* TÂCHES À RÉALISER
1. Dressez la liste complète des raisons souvent citées par les investisseurs haussiers dans l'extrait sur les actions américaines.
2. Réécrivez le passage de l'extrait sur les actions américaines allant de « Les investisseurs haussiers » jusqu'à « 8,5 % cette année. » inclus, en remplaçant « repli » par « recul ».
3. Poursuivez l'extrait sur les actions américaines à partir de l'endroit où il s'arrête.

------ EXTRAIT

Certains acteurs du marché estiment que la hausse incessante des actions américaines est sur le point de s'essouffler, même si l'on ne sait toujours pas si les actions se trouvent dans une bulle ou dans un cycle haussier vigoureux.

L'indice de référence S&P 500 a augmenté de plus de 25 % au cours des cinq derniers mois, un phénomène qui ne s'est produit que dix fois depuis les années 1930, selon BofA Global Research. Dans une progression menée par les gains stupéfiants du fabricant de puces Nvidia, l'indice S&P a déjà atteint 16 sommets cette année, le plus grand nombre pour un premier trimestre depuis 1945, selon les données de CFRA Research.

Les investisseurs haussiers affirment que ces gains sont dus à des fondamentaux solides, plutôt qu'au type de spéculation effrénée qui a accompagné les bulles passées. Parmi les raisons souvent citées figurent la vigueur de l'économie américaine, les prévisions de réduction des taux d'intérêt par la Réserve fédérale cette année et l'enthousiasme suscité par le potentiel commercial de l'intelligence artificielle.

Pourtant, certains investisseurs estiment que l'ascension quasi ininterrompue du marché signifie qu'un repli s'impose. La dernière fois que le S&P 500 a chuté de plus de 5 %, c'était en octobre, bien que les données de BofA montrent que de telles ventes se produisent historiquement trois fois par an en moyenne. L'indice est en hausse de 8,5 % cette année.

------------
------ DONNÉES

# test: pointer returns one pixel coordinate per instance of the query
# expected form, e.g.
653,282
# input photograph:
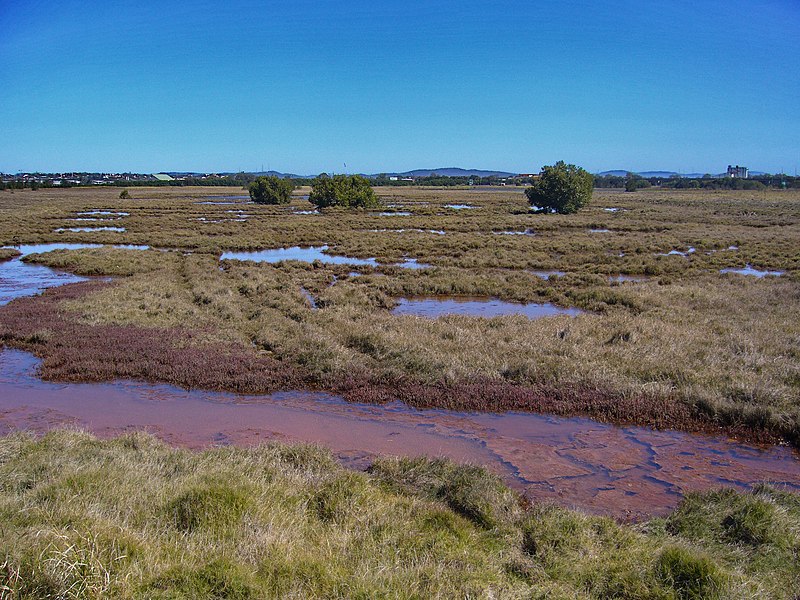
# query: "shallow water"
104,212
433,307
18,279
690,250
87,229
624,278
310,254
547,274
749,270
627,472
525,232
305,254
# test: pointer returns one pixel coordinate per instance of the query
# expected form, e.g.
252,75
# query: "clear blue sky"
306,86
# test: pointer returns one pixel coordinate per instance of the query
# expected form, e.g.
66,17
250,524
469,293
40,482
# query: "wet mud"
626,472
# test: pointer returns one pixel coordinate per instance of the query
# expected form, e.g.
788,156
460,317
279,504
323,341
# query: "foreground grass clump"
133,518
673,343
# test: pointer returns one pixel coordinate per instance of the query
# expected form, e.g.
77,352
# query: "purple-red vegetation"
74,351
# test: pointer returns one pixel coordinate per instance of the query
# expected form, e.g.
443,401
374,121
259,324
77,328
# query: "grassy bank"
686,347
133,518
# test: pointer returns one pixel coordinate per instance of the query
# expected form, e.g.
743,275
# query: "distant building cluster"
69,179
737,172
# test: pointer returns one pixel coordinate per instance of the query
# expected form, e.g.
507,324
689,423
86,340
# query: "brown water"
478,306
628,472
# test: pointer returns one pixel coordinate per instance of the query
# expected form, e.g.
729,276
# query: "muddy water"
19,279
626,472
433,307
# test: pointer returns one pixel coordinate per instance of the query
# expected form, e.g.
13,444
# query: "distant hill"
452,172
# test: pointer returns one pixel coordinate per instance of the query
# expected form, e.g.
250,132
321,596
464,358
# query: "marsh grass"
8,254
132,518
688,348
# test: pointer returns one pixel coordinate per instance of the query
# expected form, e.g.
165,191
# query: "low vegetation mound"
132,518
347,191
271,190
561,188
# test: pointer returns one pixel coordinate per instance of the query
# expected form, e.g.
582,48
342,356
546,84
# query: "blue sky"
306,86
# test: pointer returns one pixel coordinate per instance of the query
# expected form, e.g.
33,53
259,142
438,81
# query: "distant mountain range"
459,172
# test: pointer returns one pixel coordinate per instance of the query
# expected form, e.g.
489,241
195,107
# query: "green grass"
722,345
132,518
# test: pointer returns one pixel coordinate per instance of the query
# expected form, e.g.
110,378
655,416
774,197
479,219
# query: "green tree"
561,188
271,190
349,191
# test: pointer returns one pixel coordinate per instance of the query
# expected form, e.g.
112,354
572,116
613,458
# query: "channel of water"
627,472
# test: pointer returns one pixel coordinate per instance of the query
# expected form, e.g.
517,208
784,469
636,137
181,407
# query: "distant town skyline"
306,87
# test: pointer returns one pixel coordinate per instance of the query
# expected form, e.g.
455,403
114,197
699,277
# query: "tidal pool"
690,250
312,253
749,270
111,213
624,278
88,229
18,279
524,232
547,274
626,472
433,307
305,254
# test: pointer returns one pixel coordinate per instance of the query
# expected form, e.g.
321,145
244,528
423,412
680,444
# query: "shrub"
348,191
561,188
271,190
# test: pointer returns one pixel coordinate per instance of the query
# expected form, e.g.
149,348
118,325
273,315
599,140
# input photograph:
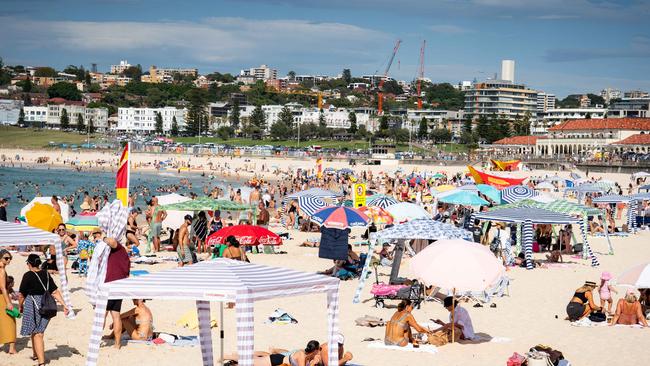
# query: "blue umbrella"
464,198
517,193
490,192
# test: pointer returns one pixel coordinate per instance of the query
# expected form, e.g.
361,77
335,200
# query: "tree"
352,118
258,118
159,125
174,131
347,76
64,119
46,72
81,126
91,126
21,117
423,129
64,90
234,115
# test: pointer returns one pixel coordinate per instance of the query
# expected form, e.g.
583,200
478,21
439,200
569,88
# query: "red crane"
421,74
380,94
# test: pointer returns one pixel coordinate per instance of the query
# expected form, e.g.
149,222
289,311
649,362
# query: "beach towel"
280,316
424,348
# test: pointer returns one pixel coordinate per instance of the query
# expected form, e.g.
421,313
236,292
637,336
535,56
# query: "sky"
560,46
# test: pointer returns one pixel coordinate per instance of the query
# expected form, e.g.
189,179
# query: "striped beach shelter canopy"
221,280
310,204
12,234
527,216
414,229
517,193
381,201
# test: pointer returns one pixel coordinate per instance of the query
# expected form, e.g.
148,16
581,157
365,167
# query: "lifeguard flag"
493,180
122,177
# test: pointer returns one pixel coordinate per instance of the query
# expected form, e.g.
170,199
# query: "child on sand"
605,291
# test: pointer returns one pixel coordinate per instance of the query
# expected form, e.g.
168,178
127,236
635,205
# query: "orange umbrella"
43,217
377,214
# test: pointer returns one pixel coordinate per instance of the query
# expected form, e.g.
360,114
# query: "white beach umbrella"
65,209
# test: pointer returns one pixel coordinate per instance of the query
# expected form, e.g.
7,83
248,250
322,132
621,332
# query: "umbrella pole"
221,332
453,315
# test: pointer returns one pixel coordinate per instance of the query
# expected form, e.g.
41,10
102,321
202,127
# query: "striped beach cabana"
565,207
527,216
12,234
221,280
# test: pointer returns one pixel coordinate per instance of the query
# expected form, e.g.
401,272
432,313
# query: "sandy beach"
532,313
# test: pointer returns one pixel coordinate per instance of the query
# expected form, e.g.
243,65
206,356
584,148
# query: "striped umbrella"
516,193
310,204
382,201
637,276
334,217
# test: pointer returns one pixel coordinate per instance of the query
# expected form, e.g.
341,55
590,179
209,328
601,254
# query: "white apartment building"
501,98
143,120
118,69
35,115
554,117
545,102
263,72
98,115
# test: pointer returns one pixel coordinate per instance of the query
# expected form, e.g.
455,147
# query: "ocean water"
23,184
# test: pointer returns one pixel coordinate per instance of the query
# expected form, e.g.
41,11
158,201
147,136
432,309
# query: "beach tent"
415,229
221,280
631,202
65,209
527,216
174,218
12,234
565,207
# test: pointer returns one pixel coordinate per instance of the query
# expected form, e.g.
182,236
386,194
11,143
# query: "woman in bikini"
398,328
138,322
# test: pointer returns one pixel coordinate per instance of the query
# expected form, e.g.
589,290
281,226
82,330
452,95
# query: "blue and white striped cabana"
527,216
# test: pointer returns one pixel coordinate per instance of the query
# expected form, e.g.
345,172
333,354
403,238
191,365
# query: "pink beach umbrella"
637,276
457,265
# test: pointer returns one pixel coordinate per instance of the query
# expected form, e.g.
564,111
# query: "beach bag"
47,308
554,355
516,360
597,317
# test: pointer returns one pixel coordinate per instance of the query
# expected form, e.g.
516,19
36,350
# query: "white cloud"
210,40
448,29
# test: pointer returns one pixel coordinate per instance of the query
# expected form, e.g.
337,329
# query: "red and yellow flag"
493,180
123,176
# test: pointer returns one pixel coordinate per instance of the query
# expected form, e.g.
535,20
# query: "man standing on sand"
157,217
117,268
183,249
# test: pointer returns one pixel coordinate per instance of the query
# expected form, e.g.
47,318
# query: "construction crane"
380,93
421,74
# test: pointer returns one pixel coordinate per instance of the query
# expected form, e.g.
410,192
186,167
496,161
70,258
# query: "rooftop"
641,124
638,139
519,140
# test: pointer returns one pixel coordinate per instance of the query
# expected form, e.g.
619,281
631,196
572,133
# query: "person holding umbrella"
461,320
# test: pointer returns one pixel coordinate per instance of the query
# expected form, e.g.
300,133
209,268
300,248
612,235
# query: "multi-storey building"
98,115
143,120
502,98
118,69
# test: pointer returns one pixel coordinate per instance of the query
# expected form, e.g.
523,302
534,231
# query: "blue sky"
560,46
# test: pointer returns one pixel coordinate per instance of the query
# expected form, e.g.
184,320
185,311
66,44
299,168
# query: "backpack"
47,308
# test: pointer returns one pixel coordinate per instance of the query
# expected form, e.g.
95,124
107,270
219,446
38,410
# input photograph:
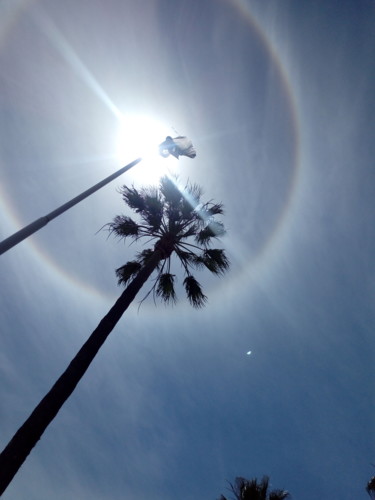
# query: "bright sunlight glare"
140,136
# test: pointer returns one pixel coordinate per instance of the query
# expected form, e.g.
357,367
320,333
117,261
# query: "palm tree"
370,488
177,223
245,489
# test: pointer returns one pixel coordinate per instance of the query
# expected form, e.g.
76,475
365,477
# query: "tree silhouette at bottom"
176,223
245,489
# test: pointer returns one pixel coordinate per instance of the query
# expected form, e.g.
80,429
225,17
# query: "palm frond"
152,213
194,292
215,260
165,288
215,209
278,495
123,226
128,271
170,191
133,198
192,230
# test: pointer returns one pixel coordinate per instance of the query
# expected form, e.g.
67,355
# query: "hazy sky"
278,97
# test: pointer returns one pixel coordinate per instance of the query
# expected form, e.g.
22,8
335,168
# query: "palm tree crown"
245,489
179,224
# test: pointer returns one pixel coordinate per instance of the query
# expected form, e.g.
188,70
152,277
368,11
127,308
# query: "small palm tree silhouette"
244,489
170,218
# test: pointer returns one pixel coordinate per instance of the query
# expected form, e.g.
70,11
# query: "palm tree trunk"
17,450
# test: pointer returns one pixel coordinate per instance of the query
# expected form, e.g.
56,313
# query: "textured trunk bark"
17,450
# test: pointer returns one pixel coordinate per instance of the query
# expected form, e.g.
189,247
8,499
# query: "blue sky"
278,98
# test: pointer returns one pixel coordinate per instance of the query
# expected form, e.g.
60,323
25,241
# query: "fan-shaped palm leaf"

------------

* LISTE DES RÉPONSES
1.
- la vigueur de l'économie américaine
- les prévisions de réduction des taux d'intérêt par la Réserve fédérale cette année
- l'enthousiasme suscité par le potentiel commercial de l'intelligence artificielle

2.
Les investisseurs haussiers affirment que ces gains sont dus à des fondamentaux solides, plutôt qu'au type de spéculation effrénée qui a accompagné les bulles passées. Parmi les raisons souvent citées figurent la vigueur de l'économie américaine, les prévisions de réduction des taux d'intérêt par la Réserve fédérale cette année et l'enthousiasme suscité par le potentiel commercial de l'intelligence artificielle.

Pourtant, certains investisseurs estiment que l'ascension quasi ininterrompue du marché signifie qu'un recul s'impose. La dernière fois que le S&P 500 a chuté de plus de 5 %, c'était en octobre, bien que les données de BofA montrent que de telles ventes se produisent historiquement trois fois par an en moyenne. L'indice est en hausse de 8,5 % cette année.

3.
"Beaucoup de bonnes nouvelles sont intégrées dans le marché", a déclaré Michael Arone, responsable de la stratégie d'investissement chez State Street Global Advisors. "De mon point de vue, cela suggère simplement que les risques sont orientés à la baisse.

Il n'est pas évident de savoir ce qui pourrait provoquer un effondrement du marché. Bien que l'inflation plus forte que prévu ait réduit les attentes quant à l'ampleur de la baisse des taux d'intérêt de la Fed cette année, nombreux sont ceux qui pensent que les coûts d'emprunt sont encore en train de baisser. Les prix à la consommation élevés ont également été considérés comme une preuve de la vigueur de l'économie.

Les investisseurs ont largement ignoré les autres préoccupations, qu'il s'agisse des poches d'instabilité dans les banques régionales américaines ou de la morosité de l'économie chinoise.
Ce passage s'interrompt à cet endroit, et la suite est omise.